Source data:
+++++

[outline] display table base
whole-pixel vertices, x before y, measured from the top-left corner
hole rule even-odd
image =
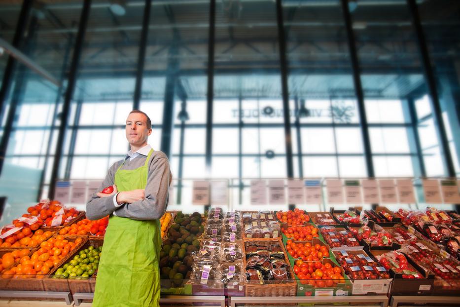
[[[79,306],[83,300],[92,300],[94,296],[94,293],[78,293],[73,295],[73,301],[75,306]],[[180,304],[183,306],[189,303],[191,306],[195,303],[213,303],[215,307],[225,307],[225,297],[224,296],[200,296],[197,295],[168,295],[162,296],[160,299],[160,304]],[[185,305],[185,306],[187,306]]]
[[[405,305],[404,305],[405,304]],[[453,306],[460,305],[460,297],[458,296],[412,296],[395,295],[391,297],[390,307],[398,306],[413,306],[416,304],[452,304]]]
[[[359,296],[266,296],[266,297],[248,297],[234,296],[229,299],[230,306],[236,307],[237,304],[286,304],[295,303],[321,303],[321,304],[330,304],[334,306],[337,303],[345,302],[350,303],[352,306],[354,303],[359,304],[360,307],[363,306],[380,306],[387,307],[388,304],[388,298],[386,295]],[[276,303],[275,303],[276,302]],[[367,304],[367,305],[366,305]],[[321,305],[321,307],[327,305]]]
[[[72,303],[72,296],[70,292],[0,290],[0,298],[57,299],[65,300],[68,305]]]

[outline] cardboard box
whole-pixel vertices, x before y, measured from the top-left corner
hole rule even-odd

+++++

◆ What to produce: Begin at the line that contains "[outline] cardboard box" and stop at the end of the entries. Reproduce those lines, renaming "even-odd" as "nonzero" and leaving all else unchanged.

◆ Solution for this task:
[outline] cardboard box
whole-pixel vertices, x before y, measured from the top-left corner
hole rule nonzero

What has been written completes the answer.